-------- MATERIAL SUPPLIED

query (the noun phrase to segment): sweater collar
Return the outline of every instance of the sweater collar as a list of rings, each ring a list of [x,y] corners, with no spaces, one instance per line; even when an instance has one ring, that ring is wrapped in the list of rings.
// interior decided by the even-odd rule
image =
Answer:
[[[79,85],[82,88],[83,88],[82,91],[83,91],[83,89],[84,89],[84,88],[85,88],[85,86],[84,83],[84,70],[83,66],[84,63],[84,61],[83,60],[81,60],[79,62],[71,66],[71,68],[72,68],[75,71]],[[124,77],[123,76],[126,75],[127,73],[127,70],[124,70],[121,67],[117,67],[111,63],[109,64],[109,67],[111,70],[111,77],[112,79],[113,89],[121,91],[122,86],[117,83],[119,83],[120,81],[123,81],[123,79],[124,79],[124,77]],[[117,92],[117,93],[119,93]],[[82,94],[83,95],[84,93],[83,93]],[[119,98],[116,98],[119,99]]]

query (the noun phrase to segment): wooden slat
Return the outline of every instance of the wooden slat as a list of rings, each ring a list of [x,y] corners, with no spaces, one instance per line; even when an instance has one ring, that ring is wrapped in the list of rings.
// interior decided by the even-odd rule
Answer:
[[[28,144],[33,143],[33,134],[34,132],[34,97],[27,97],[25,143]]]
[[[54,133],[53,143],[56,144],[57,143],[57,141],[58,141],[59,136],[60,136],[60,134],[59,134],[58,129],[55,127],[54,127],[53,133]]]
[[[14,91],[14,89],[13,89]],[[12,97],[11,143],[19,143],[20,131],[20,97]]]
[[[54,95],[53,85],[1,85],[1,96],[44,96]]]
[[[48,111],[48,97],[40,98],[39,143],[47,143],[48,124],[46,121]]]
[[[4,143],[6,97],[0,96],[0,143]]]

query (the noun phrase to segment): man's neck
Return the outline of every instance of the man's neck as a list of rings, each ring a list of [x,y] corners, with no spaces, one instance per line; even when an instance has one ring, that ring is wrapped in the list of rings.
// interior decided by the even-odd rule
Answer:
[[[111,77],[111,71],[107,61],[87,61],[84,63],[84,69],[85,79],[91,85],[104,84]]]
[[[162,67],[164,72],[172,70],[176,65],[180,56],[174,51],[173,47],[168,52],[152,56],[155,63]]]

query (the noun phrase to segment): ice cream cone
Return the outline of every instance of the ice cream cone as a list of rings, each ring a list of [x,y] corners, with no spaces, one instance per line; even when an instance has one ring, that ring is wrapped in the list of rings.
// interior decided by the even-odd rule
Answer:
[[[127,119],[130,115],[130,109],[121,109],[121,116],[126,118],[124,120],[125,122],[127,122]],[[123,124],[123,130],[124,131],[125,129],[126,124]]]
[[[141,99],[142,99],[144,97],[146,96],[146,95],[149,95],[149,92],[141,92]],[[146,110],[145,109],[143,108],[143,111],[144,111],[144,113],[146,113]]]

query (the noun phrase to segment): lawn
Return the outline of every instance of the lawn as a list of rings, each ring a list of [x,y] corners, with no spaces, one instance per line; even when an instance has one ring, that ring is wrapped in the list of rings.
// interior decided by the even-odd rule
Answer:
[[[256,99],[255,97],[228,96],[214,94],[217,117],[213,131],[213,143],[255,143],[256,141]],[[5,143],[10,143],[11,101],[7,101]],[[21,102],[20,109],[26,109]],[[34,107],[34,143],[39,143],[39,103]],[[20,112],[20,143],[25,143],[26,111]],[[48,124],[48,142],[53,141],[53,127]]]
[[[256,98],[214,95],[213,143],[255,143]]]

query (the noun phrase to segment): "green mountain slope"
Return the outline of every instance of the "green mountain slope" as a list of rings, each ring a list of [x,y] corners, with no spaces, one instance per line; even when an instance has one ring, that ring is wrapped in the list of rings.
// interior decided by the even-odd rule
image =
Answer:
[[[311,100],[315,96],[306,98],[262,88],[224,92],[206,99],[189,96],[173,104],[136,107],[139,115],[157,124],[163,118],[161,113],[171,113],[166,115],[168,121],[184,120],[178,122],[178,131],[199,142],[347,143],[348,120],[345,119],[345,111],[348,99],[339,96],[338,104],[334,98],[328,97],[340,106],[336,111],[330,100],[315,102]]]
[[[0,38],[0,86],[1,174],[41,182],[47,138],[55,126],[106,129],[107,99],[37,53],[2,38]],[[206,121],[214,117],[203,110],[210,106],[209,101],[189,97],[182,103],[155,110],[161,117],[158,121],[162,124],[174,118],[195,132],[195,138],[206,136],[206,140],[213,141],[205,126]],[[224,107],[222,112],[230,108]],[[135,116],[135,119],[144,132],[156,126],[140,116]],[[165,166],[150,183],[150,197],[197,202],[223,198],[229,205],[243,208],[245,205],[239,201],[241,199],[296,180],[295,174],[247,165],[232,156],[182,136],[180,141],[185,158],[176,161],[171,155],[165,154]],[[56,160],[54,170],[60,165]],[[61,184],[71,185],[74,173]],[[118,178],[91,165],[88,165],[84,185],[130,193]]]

----------------

TASK GOAL — Can you reproduce all of the data above with each occurrence of "corners" swapped for "vertices" and everything else left unchanged?

ANSWER TO THIS EXERCISE —
query (the noun phrase to segment): sweater collar
Return the outline of every instance of the sweater collar as a list of rings, each ring a list of [x,y] vertices, with no spaces, one instance per line; even when an instance has one ring, that ring is wrapped in the list of rings.
// interior decided by the even-odd rule
image =
Answer:
[[[79,85],[82,88],[83,88],[82,91],[83,91],[83,89],[84,89],[84,88],[85,88],[85,86],[84,83],[84,70],[83,66],[84,63],[84,61],[83,60],[81,60],[79,62],[71,66],[71,68],[72,68],[75,71]],[[124,77],[123,76],[126,75],[127,73],[127,70],[124,70],[121,67],[117,67],[111,63],[109,64],[109,67],[111,70],[111,77],[112,79],[113,89],[121,91],[122,86],[117,83],[119,83],[120,81],[123,81],[123,79],[124,79],[124,77]],[[117,92],[117,93],[119,93]],[[82,94],[83,95],[84,93],[83,93]],[[119,98],[116,98],[119,99]]]

query (the noun phrase to segment): wooden slat
Return the outline of every instance of the wooden slat as a list of rings, each ring a list of [x,y] vertices, with no spaces, one instance per line; even when an instance has one ring, that ring is wrapped in the list of rings.
// interior decided by the even-odd rule
Answer:
[[[28,144],[33,143],[33,134],[34,132],[34,97],[27,97],[25,143]]]
[[[54,133],[53,143],[56,144],[57,143],[57,141],[58,141],[59,136],[60,136],[60,134],[59,134],[58,129],[55,127],[54,127],[53,133]]]
[[[14,91],[14,89],[13,89]],[[12,97],[11,143],[19,143],[20,131],[20,97]]]
[[[54,95],[53,85],[1,85],[1,96],[44,96]]]
[[[48,111],[48,97],[40,98],[39,143],[47,143],[48,124],[46,121]]]
[[[4,143],[6,97],[0,96],[0,143]]]

query (the noun phrase to segment): man's neck
Return the outline of every instance of the man's neck as a list of rings, each ring a list of [x,y] vertices, with no spaces, one instance per line; even when an instance has one ring, that ring is wrapped in the list of rings.
// interior decided by the even-odd rule
Answer:
[[[111,77],[111,71],[107,61],[87,61],[84,63],[84,69],[85,79],[91,85],[104,84]]]
[[[162,67],[164,72],[172,70],[176,65],[180,56],[174,51],[173,47],[168,52],[152,56],[155,63]]]

query (the noun phrase to segment): ice cream cone
Return the outline of every instance of the ice cream cone as a list of rings, each ring a list of [x,y] vertices, with no spaces, one instance per line; even when an instance has one ring, that ring is wrapped in the list of rings.
// interior decided by the even-odd rule
Answer:
[[[127,119],[130,115],[130,109],[121,109],[121,116],[126,118],[124,120],[125,122],[127,122]],[[123,124],[123,130],[124,131],[125,129],[126,124]]]
[[[141,99],[142,99],[144,97],[146,96],[146,95],[149,95],[149,92],[141,92]],[[146,110],[145,109],[143,108],[143,111],[144,111],[144,113],[146,113]]]

query (the noun phrase to segment): lawn
Return the outline of every instance of the lawn as a list of rings, each ring a list of [x,y] vertices, with no spaces, one instance per line; even when an instance has one ring, that ring is wrapped in the list of rings.
// interior decided by the even-odd rule
Answer:
[[[256,99],[255,97],[228,96],[214,94],[217,117],[213,131],[213,143],[255,143],[256,141]],[[5,143],[10,143],[11,101],[7,101]],[[21,102],[20,109],[26,109]],[[34,107],[34,143],[39,143],[39,103]],[[20,112],[20,143],[25,143],[26,111]],[[48,124],[48,142],[53,141],[53,127]]]
[[[256,98],[214,95],[213,143],[255,143]]]

query (the noun phrase to segment): "green mountain slope"
Return the outline of every instance of the "green mountain slope" as a list of rings, each ring a list of [x,y] vertices, with no spaces, one instance per line; even when an instance has one ring, that ring is wrapped in the list of rings.
// interior decided by the even-odd rule
image =
Answer:
[[[311,100],[315,96],[306,98],[262,88],[224,92],[206,99],[189,96],[173,104],[136,107],[139,115],[157,124],[163,118],[161,113],[171,113],[166,115],[168,121],[184,120],[178,122],[178,131],[199,142],[347,143],[348,120],[345,119],[345,111],[348,99],[339,96],[338,104],[334,98],[328,97],[340,106],[336,111],[330,100],[315,102]]]
[[[0,38],[0,86],[1,174],[41,182],[47,138],[55,126],[106,129],[107,99],[37,53],[2,38]],[[206,121],[214,117],[203,110],[210,106],[209,101],[189,97],[182,103],[155,110],[161,117],[158,121],[162,124],[174,118],[195,132],[195,138],[206,136],[206,140],[213,141],[205,126]],[[224,107],[222,112],[230,108]],[[135,116],[135,119],[144,132],[156,126],[140,116]],[[165,166],[150,183],[150,197],[197,202],[223,198],[229,205],[243,208],[245,205],[239,201],[241,199],[296,180],[295,174],[247,165],[232,156],[182,136],[180,141],[185,158],[176,161],[171,155],[165,154]],[[56,160],[54,170],[60,165]],[[61,184],[71,185],[74,173]],[[118,178],[91,165],[88,165],[84,185],[130,193]]]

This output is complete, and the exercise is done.